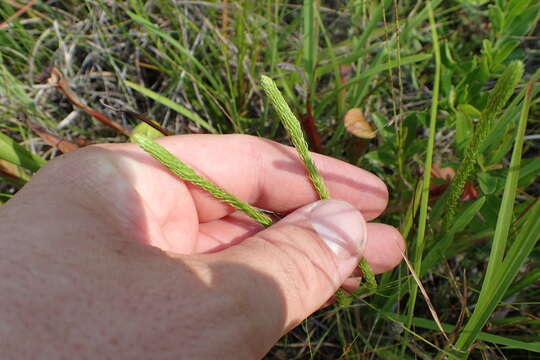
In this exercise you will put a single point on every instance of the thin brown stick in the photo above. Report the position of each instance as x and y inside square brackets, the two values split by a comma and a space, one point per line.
[149, 122]
[52, 139]
[58, 80]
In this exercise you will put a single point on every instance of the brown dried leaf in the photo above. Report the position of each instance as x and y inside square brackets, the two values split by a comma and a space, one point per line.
[356, 124]
[13, 172]
[58, 80]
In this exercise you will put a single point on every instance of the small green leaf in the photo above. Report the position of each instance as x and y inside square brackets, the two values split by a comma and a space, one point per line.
[14, 153]
[146, 130]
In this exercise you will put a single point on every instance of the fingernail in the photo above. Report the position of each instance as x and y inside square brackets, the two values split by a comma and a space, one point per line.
[341, 226]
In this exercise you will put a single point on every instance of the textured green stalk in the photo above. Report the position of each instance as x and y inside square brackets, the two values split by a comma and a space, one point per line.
[292, 125]
[496, 101]
[426, 181]
[294, 129]
[183, 171]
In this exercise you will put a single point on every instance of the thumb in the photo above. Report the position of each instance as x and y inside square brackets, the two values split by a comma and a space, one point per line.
[307, 255]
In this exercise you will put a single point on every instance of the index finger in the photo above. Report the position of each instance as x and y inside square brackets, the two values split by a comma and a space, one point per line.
[269, 175]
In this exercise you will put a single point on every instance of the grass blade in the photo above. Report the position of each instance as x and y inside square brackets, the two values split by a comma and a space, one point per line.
[500, 273]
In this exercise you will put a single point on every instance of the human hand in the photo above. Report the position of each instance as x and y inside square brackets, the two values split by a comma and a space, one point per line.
[81, 279]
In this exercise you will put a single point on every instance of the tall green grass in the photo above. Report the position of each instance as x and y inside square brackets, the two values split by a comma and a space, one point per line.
[427, 75]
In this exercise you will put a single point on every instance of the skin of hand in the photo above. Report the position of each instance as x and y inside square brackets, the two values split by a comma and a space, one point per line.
[106, 254]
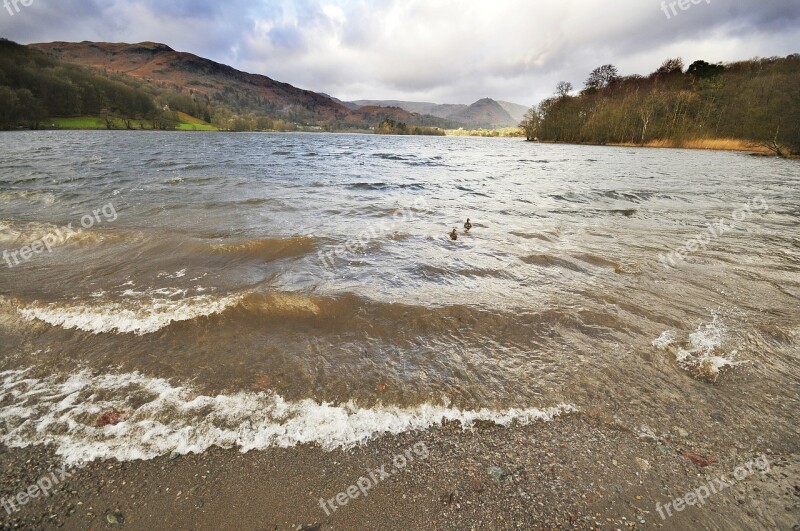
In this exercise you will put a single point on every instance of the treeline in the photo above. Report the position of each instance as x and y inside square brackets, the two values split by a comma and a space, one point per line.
═══
## WHAT YOU NEED TO DO
Transcribe the records verbatim, from the line containing "of the human" through the end of the records, leaving the pictures out.

## RESPONSE FOR THIS EXERCISE
In this exercise you will put a single point on every instance of the human hand in the photo above. Report the position of each instance as x and y inside square brackets, the two values split by a comma and a space, one point per line.
[81, 279]
In this exercise you will put a single point on every instance of the tall green grass in the photo above. Report the position of each instance as x and y inside square brackets, the two values split by a comma and a space, one point per line.
[427, 75]
In this exercise you will put a single point on every instance of the skin of hand in the photo above. Report the position of each instance as x and y inside square brackets, the two values split by a comma and a space, one point per line.
[106, 254]
In this exercise you will put a single point on every instance of the treeline in the photo above. Report the position of each instance as x and y inside square brackets, the two values split by a comma and a space, one point per line.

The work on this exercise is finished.